[BEGIN DATA IN THIS EXERCISE]

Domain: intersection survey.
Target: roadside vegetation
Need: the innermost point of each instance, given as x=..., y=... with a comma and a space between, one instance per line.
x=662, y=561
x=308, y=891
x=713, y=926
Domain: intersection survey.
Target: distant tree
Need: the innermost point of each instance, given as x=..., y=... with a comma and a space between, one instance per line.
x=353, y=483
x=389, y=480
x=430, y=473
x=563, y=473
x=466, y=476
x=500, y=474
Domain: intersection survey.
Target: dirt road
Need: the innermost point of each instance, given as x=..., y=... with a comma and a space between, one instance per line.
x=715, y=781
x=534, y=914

[END DATA IN THIS EXERCISE]

Turn the records into a two-column CSV, starting at the beginning of the records and ending with the line that contains "x=713, y=926". Use the headers input and output, with one row per record, each field in quotes, and line breaks replaced by spaces.

FULL SOLUTION
input,output
"Domain: intersection survey. Target: roadside vegetation Need: the innermost point of each instance, given as x=..., y=... with a comma and a space between, one instance per line.","x=662, y=561 x=308, y=891 x=713, y=926"